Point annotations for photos

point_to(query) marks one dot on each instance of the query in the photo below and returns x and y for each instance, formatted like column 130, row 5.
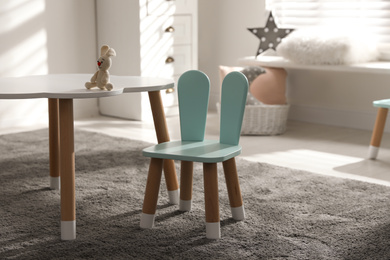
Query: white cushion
column 326, row 45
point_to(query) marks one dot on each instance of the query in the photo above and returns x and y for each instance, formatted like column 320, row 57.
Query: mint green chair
column 193, row 91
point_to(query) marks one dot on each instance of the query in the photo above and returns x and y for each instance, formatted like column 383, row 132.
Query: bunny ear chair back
column 104, row 49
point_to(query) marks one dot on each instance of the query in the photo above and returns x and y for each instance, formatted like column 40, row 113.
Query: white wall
column 40, row 37
column 223, row 36
column 335, row 98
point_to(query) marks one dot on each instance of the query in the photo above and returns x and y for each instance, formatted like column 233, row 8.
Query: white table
column 60, row 90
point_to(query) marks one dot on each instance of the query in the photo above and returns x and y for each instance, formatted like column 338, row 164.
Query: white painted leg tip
column 173, row 197
column 55, row 183
column 147, row 220
column 373, row 152
column 68, row 230
column 185, row 205
column 213, row 230
column 238, row 213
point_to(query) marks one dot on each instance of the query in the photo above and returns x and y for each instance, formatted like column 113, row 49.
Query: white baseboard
column 328, row 116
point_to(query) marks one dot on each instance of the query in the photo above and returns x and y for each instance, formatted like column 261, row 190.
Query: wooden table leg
column 160, row 125
column 54, row 144
column 67, row 169
column 377, row 133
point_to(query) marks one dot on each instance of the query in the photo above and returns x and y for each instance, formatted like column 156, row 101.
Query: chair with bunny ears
column 193, row 92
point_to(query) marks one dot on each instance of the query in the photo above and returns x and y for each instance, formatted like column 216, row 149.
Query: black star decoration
column 270, row 36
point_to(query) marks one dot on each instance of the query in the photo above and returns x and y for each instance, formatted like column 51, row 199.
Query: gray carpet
column 290, row 214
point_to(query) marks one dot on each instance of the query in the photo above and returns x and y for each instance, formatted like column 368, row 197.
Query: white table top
column 69, row 86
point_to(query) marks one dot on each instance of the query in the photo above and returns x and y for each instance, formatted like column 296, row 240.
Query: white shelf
column 379, row 67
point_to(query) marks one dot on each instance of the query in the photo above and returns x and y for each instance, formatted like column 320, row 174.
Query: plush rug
column 290, row 214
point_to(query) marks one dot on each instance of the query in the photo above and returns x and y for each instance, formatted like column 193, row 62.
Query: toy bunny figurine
column 101, row 78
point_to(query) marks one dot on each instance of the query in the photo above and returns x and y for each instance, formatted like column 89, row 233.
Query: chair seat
column 208, row 151
column 385, row 103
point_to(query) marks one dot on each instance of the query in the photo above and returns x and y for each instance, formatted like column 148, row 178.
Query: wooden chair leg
column 377, row 133
column 54, row 143
column 151, row 193
column 233, row 187
column 160, row 126
column 186, row 176
column 171, row 181
column 210, row 177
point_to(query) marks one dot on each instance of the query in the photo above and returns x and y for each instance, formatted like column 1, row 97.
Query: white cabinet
column 153, row 38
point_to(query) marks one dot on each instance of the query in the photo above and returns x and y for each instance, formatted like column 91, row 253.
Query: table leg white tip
column 373, row 152
column 213, row 230
column 68, row 230
column 185, row 205
column 55, row 183
column 173, row 197
column 238, row 213
column 147, row 220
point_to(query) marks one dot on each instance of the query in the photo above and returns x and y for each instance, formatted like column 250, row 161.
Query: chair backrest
column 193, row 91
column 233, row 100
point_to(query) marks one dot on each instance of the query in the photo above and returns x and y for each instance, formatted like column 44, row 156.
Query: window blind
column 371, row 17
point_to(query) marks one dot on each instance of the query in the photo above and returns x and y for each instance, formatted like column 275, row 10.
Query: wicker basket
column 264, row 119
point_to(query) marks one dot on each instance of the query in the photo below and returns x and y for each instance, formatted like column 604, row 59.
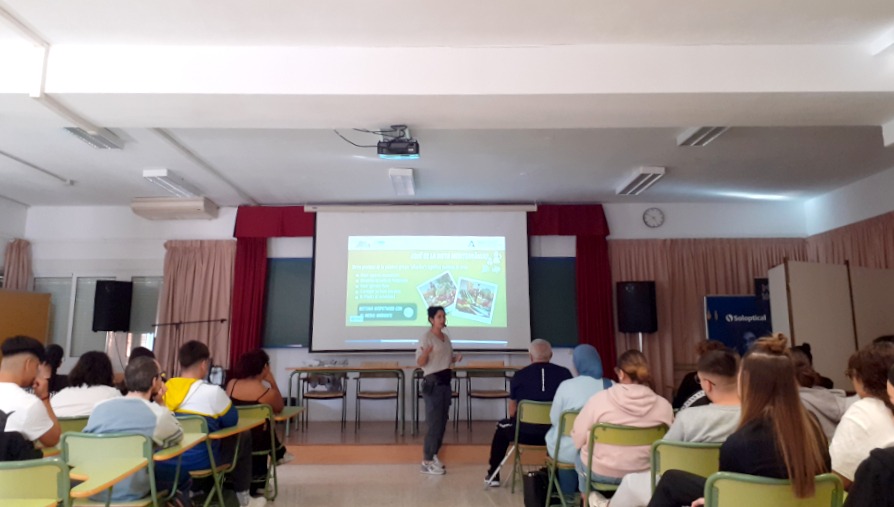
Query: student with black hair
column 91, row 382
column 29, row 414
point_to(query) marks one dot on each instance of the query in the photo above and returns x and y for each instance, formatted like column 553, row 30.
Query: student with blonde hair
column 776, row 437
column 630, row 402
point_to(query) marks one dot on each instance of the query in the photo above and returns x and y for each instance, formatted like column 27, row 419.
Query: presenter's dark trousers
column 437, row 398
column 677, row 488
column 530, row 434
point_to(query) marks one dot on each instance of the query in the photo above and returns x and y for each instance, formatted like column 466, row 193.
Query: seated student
column 631, row 402
column 716, row 375
column 536, row 382
column 136, row 413
column 869, row 422
column 874, row 476
column 254, row 384
column 29, row 414
column 689, row 393
column 191, row 394
column 828, row 405
column 776, row 437
column 572, row 395
column 57, row 382
column 91, row 381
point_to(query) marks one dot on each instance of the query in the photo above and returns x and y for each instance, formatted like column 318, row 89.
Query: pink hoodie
column 628, row 405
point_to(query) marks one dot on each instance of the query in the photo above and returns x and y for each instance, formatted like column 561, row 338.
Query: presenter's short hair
column 192, row 352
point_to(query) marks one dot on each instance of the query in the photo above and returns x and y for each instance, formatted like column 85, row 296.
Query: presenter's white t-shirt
column 27, row 414
column 79, row 401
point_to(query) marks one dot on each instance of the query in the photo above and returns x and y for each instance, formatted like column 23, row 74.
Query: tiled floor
column 389, row 485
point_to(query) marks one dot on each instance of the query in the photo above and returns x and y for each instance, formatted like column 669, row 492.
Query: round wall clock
column 653, row 217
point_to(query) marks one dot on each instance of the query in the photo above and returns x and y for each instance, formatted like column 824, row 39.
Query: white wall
column 852, row 203
column 709, row 220
column 12, row 224
column 111, row 240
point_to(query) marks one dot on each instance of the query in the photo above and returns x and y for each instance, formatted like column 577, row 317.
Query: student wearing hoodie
column 191, row 394
column 572, row 395
column 828, row 405
column 631, row 402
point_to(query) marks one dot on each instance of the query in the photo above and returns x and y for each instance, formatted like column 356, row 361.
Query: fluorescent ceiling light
column 173, row 184
column 642, row 178
column 699, row 136
column 102, row 139
column 402, row 181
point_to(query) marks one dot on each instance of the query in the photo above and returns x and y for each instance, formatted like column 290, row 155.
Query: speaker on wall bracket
column 111, row 305
column 637, row 312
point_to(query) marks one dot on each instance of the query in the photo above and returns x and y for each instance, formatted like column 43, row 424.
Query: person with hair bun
column 868, row 423
column 630, row 402
column 776, row 438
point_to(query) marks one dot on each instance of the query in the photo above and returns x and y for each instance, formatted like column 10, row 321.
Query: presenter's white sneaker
column 429, row 467
column 597, row 500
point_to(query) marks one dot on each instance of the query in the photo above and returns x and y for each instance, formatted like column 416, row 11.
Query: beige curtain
column 17, row 273
column 869, row 244
column 198, row 285
column 685, row 271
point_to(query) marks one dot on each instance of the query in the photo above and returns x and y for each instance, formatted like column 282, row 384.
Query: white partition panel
column 873, row 291
column 821, row 315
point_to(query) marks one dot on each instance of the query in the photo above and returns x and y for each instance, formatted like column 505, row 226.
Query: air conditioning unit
column 174, row 208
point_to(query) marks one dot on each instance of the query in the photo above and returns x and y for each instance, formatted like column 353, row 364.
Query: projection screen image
column 377, row 273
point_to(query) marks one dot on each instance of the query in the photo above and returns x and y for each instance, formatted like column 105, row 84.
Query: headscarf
column 587, row 361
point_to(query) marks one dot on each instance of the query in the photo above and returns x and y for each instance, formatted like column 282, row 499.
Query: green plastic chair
column 264, row 411
column 727, row 489
column 700, row 458
column 81, row 449
column 528, row 412
column 614, row 434
column 566, row 423
column 73, row 424
column 198, row 424
column 37, row 480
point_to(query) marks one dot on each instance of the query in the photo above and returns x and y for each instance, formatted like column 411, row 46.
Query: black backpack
column 13, row 445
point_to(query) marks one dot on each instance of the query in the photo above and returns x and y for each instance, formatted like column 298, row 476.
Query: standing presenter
column 434, row 355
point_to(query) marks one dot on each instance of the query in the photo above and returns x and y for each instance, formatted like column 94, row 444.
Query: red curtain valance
column 273, row 222
column 568, row 220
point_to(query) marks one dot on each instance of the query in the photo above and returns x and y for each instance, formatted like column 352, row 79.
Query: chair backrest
column 75, row 424
column 726, row 489
column 700, row 458
column 32, row 479
column 80, row 448
column 533, row 412
column 193, row 423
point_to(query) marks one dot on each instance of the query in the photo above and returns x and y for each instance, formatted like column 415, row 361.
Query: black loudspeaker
column 111, row 305
column 636, row 307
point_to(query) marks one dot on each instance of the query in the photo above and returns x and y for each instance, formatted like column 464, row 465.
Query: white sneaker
column 597, row 500
column 429, row 467
column 246, row 500
column 287, row 457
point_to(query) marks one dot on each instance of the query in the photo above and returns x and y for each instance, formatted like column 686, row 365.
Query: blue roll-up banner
column 737, row 321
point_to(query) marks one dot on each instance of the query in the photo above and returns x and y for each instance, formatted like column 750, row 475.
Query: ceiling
column 520, row 102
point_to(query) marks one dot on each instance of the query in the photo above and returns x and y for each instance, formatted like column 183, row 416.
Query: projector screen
column 376, row 274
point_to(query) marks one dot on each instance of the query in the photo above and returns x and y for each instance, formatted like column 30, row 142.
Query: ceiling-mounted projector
column 402, row 149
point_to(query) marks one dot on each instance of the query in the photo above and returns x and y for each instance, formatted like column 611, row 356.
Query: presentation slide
column 377, row 273
column 393, row 279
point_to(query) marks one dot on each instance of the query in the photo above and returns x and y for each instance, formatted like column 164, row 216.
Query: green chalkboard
column 553, row 300
column 288, row 302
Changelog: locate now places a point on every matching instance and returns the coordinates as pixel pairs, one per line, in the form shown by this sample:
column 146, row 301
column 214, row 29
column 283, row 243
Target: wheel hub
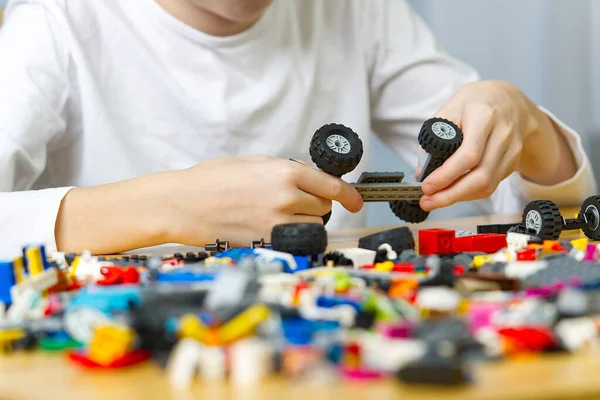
column 533, row 221
column 443, row 130
column 339, row 144
column 593, row 217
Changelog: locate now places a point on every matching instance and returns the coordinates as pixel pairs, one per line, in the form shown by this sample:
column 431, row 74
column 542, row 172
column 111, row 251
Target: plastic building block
column 575, row 333
column 385, row 187
column 435, row 369
column 359, row 257
column 527, row 339
column 243, row 324
column 117, row 276
column 436, row 241
column 133, row 358
column 260, row 244
column 543, row 216
column 231, row 288
column 217, row 247
column 337, row 150
column 487, row 243
column 7, row 280
column 109, row 343
column 299, row 360
column 495, row 228
column 251, row 361
column 301, row 239
column 440, row 299
column 399, row 239
column 185, row 275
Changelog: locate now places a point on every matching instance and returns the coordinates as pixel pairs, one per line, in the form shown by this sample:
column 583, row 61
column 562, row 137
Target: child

▶ [Work instructions]
Can you retype the lines without any changes, starting with the line that contains "577, row 317." and going on through the line that contains "column 776, row 438", with both of those lines included?

▶ [Expected answer]
point_to(query) marks one dot on each instance of the query in the photo above and returns x and y for each instance, formatted like column 577, row 317.
Query: student wearing hoodie
column 191, row 394
column 572, row 395
column 828, row 405
column 631, row 402
point_to(query) marks one dot on each instance of the query in the photo above and returns x and y for each instance, formatted like column 356, row 361.
Query: fluorescent ceiling light
column 173, row 184
column 642, row 178
column 699, row 136
column 102, row 139
column 402, row 181
point_to(query) marks one dot on each instance of the query in the photo above and returns x and y for each instance, formatted like column 290, row 155.
Query: speaker on wall bracket
column 111, row 305
column 637, row 312
point_to(query) marks one dot on each instance of the query in the photo above and returns x and y for each instance, formatted like column 43, row 424.
Query: person with hair bun
column 868, row 423
column 630, row 402
column 776, row 438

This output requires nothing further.